Provided text:
___

I felt an arrow pierce my heart. I’ve made my way up here to Canada masquerading as the US in Minneapolis every winter since 2003 save one, 2005 when I contracted head and neck cancer. Never once did I start my three days with the prayer room. Let me say it again. Never once did I start my three days with the prayer room.

Now I ask you. How can a pastor co-teach (the incredibly gifted Pastor Clay has agreed to alternate sessions with me) a 9:30 equpping hour on prayer, go to a conference so crucial to his entire approach to ministry as a shepherd and not start with the all-important means of grace that is prayer? For the life of me, I knoweth not.

Nonetheless I determined to repent. I suggested to my two compadres that we mosey on over to the prayer room BEFORE we went to the book store and get one of the DG volunteers to pray for us. We met Larry, a DG staff person for ten years now, who committed us to God over the next three days. Thanks be to God for this ministry and its understanding of the strategic role of prayer in making anything, anything happen of spiritual merit in the kingdom of God. Would you join him in praying for the three of us that God would mightily move in our lives as a result of attending this conference?

The whole deal made me think of various Scriptures that pertain to the folly, sometimes the fatal folly, of failing to ask God in prayer for help in the midst of our choices and directions. For example, 1 Chronicles 10:13-14 says this about King Saul, who turned to a medium for guidance rather than to the living God in prayer:

13 So Saul died for his breach of faith. He broke faith with the Lord in that he did not keep the command of the Lord, and also consulted a medium, seeking guidance. 14 He did not seek guidance from the Lord. Therefore the Lord put him to death and turned the kingdom over to David the son of Jesse.

His failure to ask of God concerning his need for guidance proved to be a fatal omission.

May the same not be said of us. Where do you need guidance? Where do you need the Lord to direct you as to His will? If we fail to ask Him through prayer for His wisdom,we run the risk of a potentially fatal omission.

Don’t go there.

A Call To Reformation Study Guide

Here is the study guide for this Sunday morning’s 9:30 hour:

  1. What basic question regarding sermons, programs, and leaders must never be displaced according to Carson on p. 64?

___

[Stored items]
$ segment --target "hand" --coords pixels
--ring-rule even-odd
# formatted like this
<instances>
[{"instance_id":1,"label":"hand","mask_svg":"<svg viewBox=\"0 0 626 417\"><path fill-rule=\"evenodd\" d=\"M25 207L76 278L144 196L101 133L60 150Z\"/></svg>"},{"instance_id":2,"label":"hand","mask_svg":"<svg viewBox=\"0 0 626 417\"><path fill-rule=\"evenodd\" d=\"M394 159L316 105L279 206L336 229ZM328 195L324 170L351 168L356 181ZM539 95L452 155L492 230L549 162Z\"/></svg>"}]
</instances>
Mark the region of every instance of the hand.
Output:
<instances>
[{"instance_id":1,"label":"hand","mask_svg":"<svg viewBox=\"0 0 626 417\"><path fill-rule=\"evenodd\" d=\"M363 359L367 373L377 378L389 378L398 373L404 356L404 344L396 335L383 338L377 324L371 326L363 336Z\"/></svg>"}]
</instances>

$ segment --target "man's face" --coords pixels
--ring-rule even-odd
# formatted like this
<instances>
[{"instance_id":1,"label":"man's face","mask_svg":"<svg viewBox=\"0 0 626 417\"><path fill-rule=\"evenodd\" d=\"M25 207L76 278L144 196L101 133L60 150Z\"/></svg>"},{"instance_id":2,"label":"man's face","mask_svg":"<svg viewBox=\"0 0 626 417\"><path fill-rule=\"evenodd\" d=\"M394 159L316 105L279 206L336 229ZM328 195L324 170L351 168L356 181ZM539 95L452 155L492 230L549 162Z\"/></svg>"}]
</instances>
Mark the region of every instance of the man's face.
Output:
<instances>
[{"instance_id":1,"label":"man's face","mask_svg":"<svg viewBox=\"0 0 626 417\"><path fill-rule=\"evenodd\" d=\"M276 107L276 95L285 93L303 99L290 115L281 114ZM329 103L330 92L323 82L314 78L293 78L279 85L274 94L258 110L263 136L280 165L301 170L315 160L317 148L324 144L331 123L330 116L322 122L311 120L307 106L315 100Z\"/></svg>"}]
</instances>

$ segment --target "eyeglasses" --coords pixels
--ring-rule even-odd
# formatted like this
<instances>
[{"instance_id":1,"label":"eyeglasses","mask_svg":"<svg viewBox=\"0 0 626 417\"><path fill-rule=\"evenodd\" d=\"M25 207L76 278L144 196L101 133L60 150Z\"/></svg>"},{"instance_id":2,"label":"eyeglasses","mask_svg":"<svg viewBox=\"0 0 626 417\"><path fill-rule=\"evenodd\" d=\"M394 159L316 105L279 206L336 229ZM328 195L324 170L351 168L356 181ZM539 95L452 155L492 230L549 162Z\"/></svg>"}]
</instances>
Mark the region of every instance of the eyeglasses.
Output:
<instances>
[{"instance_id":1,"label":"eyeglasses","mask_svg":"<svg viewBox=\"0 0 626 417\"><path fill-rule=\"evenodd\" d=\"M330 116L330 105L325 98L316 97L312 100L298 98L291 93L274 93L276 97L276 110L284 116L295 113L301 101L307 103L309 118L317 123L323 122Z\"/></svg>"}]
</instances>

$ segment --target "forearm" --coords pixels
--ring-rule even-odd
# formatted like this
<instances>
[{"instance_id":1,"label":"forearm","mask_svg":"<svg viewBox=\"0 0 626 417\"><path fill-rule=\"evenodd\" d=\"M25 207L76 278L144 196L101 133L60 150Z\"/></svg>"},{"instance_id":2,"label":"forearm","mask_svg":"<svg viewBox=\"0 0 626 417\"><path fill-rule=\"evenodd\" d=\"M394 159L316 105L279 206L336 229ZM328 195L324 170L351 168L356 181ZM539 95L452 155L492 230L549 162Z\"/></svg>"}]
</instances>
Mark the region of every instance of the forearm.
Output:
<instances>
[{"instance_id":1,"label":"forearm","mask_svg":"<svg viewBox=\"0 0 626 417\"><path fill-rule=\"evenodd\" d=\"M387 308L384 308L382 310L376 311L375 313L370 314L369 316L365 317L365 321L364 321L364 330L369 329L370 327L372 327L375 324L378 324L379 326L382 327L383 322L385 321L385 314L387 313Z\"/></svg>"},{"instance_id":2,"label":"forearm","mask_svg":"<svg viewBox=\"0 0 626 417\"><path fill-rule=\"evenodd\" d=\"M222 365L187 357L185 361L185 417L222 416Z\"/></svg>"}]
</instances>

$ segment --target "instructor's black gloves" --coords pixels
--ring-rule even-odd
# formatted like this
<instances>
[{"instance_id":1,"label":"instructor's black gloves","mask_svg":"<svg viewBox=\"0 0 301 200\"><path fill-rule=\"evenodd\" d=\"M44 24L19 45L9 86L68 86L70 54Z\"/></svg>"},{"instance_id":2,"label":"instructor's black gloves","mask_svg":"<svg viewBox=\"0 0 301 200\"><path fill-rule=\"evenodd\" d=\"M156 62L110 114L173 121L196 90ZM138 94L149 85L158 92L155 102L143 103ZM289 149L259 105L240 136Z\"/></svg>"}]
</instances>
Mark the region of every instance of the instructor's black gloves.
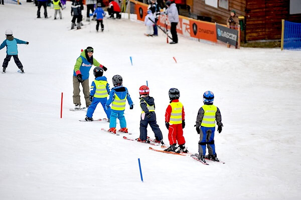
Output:
<instances>
[{"instance_id":1,"label":"instructor's black gloves","mask_svg":"<svg viewBox=\"0 0 301 200\"><path fill-rule=\"evenodd\" d=\"M165 122L165 126L166 126L166 128L168 129L169 128L169 123Z\"/></svg>"},{"instance_id":2,"label":"instructor's black gloves","mask_svg":"<svg viewBox=\"0 0 301 200\"><path fill-rule=\"evenodd\" d=\"M76 75L76 77L79 82L82 83L83 82L83 78L81 74L78 74Z\"/></svg>"},{"instance_id":3,"label":"instructor's black gloves","mask_svg":"<svg viewBox=\"0 0 301 200\"><path fill-rule=\"evenodd\" d=\"M217 127L217 131L219 133L220 133L222 132L222 126L218 126Z\"/></svg>"}]
</instances>

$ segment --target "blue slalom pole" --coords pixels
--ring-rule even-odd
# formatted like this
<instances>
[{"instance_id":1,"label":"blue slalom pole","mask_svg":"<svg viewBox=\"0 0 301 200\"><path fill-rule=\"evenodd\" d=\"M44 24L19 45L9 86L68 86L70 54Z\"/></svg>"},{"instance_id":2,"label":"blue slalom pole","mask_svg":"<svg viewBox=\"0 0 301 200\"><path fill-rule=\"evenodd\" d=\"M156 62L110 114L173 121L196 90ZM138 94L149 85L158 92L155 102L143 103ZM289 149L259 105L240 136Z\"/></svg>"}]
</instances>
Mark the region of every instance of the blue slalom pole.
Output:
<instances>
[{"instance_id":1,"label":"blue slalom pole","mask_svg":"<svg viewBox=\"0 0 301 200\"><path fill-rule=\"evenodd\" d=\"M140 158L138 158L138 163L139 163L139 169L140 170L140 176L141 181L143 182L143 177L142 177L142 171L141 170L141 164L140 164Z\"/></svg>"}]
</instances>

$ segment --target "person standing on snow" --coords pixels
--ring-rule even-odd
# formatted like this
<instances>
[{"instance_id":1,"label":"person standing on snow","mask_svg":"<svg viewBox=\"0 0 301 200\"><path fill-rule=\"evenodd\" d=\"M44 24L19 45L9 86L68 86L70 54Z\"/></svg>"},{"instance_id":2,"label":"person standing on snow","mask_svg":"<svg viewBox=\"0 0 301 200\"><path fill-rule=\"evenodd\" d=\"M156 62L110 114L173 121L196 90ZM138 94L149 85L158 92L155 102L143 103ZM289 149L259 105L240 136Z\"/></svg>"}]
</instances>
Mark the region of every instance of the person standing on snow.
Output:
<instances>
[{"instance_id":1,"label":"person standing on snow","mask_svg":"<svg viewBox=\"0 0 301 200\"><path fill-rule=\"evenodd\" d=\"M103 10L101 8L101 4L97 3L97 7L95 11L93 13L93 14L90 14L91 16L96 16L96 31L98 32L98 29L99 28L99 23L100 23L100 26L101 27L101 32L103 31L104 27L102 21L103 17L105 16L105 13L103 11Z\"/></svg>"},{"instance_id":2,"label":"person standing on snow","mask_svg":"<svg viewBox=\"0 0 301 200\"><path fill-rule=\"evenodd\" d=\"M125 102L127 99L129 109L132 109L134 106L133 102L128 94L127 88L122 86L122 77L121 76L118 75L114 76L112 78L112 82L114 87L111 90L110 97L105 104L105 107L108 110L110 104L112 103L110 116L110 129L108 131L116 133L116 120L118 118L120 123L120 129L119 131L127 133L126 121L124 115Z\"/></svg>"},{"instance_id":3,"label":"person standing on snow","mask_svg":"<svg viewBox=\"0 0 301 200\"><path fill-rule=\"evenodd\" d=\"M93 57L94 50L91 47L88 47L82 52L80 56L74 65L73 70L73 103L75 105L75 110L80 109L80 96L79 84L81 83L83 92L85 95L86 106L88 107L91 104L90 101L90 91L89 90L89 72L92 65L100 67L104 71L107 68L101 65Z\"/></svg>"},{"instance_id":4,"label":"person standing on snow","mask_svg":"<svg viewBox=\"0 0 301 200\"><path fill-rule=\"evenodd\" d=\"M200 134L198 158L203 162L206 162L205 158L207 145L209 154L206 158L219 161L215 152L214 132L216 121L218 125L217 131L219 133L222 132L222 116L218 108L213 105L214 95L212 92L205 92L203 97L204 105L199 110L196 121L196 129L198 134Z\"/></svg>"},{"instance_id":5,"label":"person standing on snow","mask_svg":"<svg viewBox=\"0 0 301 200\"><path fill-rule=\"evenodd\" d=\"M171 88L168 92L170 104L165 113L165 125L168 129L168 139L170 146L164 150L176 153L187 153L183 128L185 127L185 113L183 105L179 101L180 91L177 88ZM177 147L177 142L179 146Z\"/></svg>"},{"instance_id":6,"label":"person standing on snow","mask_svg":"<svg viewBox=\"0 0 301 200\"><path fill-rule=\"evenodd\" d=\"M165 12L168 16L168 20L171 23L171 33L173 37L173 41L171 42L170 44L177 44L178 43L178 34L177 34L177 25L179 23L179 13L178 13L178 10L176 7L176 4L172 4L170 1L166 2L166 6L167 9Z\"/></svg>"},{"instance_id":7,"label":"person standing on snow","mask_svg":"<svg viewBox=\"0 0 301 200\"><path fill-rule=\"evenodd\" d=\"M6 68L8 67L9 62L11 60L12 56L14 58L15 63L20 69L20 71L22 73L24 73L23 70L23 66L20 61L19 57L18 57L18 44L26 44L28 45L29 43L28 42L23 41L23 40L14 38L13 36L13 31L11 30L8 29L5 32L5 35L6 36L6 40L5 40L1 45L0 45L0 50L3 49L4 47L7 47L7 56L4 59L4 61L2 64L3 67L3 73L5 73L6 72Z\"/></svg>"},{"instance_id":8,"label":"person standing on snow","mask_svg":"<svg viewBox=\"0 0 301 200\"><path fill-rule=\"evenodd\" d=\"M149 88L146 85L142 85L139 88L140 95L140 107L141 113L140 120L140 136L137 141L142 142L149 142L147 137L147 125L149 124L155 133L156 137L154 142L164 144L162 132L157 123L157 118L155 112L155 100L149 96Z\"/></svg>"},{"instance_id":9,"label":"person standing on snow","mask_svg":"<svg viewBox=\"0 0 301 200\"><path fill-rule=\"evenodd\" d=\"M107 97L110 92L110 85L107 81L105 76L102 76L103 70L100 67L96 67L93 71L93 73L95 77L95 80L92 82L91 85L91 91L90 92L90 101L91 104L88 108L87 115L85 119L86 121L93 121L93 113L99 103L101 104L105 114L106 114L108 121L110 121L111 115L111 108L105 108L105 104L107 101Z\"/></svg>"}]
</instances>

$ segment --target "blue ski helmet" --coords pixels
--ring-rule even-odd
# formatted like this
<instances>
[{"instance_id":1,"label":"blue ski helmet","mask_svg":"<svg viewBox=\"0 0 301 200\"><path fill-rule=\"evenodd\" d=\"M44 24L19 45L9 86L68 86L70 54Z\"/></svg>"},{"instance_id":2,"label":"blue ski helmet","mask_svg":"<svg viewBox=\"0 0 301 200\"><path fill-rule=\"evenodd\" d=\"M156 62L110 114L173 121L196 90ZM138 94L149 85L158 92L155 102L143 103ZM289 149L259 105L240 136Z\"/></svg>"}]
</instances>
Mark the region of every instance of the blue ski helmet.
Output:
<instances>
[{"instance_id":1,"label":"blue ski helmet","mask_svg":"<svg viewBox=\"0 0 301 200\"><path fill-rule=\"evenodd\" d=\"M206 91L203 95L203 102L205 104L213 103L214 95L210 91Z\"/></svg>"}]
</instances>

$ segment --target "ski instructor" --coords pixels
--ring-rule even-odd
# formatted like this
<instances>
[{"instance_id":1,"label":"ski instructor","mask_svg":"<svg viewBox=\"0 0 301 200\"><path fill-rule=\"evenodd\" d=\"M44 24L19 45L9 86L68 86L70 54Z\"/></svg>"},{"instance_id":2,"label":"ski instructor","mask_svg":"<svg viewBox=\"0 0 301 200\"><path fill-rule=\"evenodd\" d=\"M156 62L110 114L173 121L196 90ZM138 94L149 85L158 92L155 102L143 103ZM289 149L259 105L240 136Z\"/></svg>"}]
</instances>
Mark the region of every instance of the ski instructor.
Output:
<instances>
[{"instance_id":1,"label":"ski instructor","mask_svg":"<svg viewBox=\"0 0 301 200\"><path fill-rule=\"evenodd\" d=\"M88 47L82 53L74 65L73 70L73 103L75 105L75 110L81 109L79 84L81 83L83 92L86 100L87 108L91 104L89 99L90 90L89 85L89 72L92 65L100 67L104 71L107 71L107 68L100 64L93 58L94 50L91 47Z\"/></svg>"}]
</instances>

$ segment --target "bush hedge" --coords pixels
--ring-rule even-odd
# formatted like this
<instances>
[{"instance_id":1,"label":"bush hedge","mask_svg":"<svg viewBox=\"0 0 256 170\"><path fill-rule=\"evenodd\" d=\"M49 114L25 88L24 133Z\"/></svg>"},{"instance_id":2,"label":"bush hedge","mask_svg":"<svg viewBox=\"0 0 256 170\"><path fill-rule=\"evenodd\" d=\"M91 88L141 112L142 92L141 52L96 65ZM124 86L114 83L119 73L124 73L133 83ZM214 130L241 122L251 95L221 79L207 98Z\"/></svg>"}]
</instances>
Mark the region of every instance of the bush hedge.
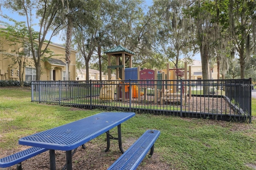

___

Tasks for this exercise:
1 - Answer these about the text on prayer:
(a) Which year did the writer not make the winter trip, and why?
(b) What is the name of the DG staff person who prayed for the group, and how long has he been on staff?
(c) In the quoted 1 Chronicles passage, to whom did the Lord turn the kingdom over?
2 - Please continue the text on prayer from the point where it stops.

Answers to the tasks:
1 -
(a) 2005, because the writer contracted head and neck cancer.
(b) Larry, a DG staff person for ten years.
(c) David the son of Jesse.

2 -
  2. What anticipated objection to this principle does he seek to answer in light of the two great commandments? What two opposing dangers does he expose? How does 1 John 4:19-21 speak to the second of these dangers?
  3. What additional objection does Carson anticipate on p. 66 and how does he answer it in light of his overall purpose in writing this book? What flawed school of thought related to prayer does he seek to expose in his argument? How do Paul’s prayers demonstrate the opposite?
  4. At some point during your week, take time to read through slowly and reflectively the various prayers of Paul recorded by Carson on pp. 67-74. How does the Lord use this exercise in your spiritual life? With what observations, convictions, impressions about prayer and your personal prayer experience do you come away from the exercise?
  5. What conclusion of profound importance will we never overlook if we follow Paul’s example in prayer according to Carson at the bottom of p. 74 and top of p. 75?
  6. What is the first of two corollaries that Carson brings to bear on the theme of this chapter on p. 75? How does it relate to his overall purpose in the book?
  7. What is the second corollary the author addresses on pp. 75ff? What notorious example of this principle does Carson address on p. 76?
  8. How do you react to the story about the abused woman and her journey toward forgiveness, particularly the statement, This forgiveness had to be total and unqualified . . . regardless of whether he responded in repentance or in wretched self-justification and anger? How might Luke 17:1-4 further speak to this question? Luke 23:34? For more help, see Ken Sande’s chapter on forgiveness in The Peacemaker.
  9. When you examine your own heart with respect to unconfessed sin, nurtured sin, what things does the Lord reveal within that you need to bring to the grace of Christ at the cross? Where might you need to practice some biblical peacemaking as a consequence?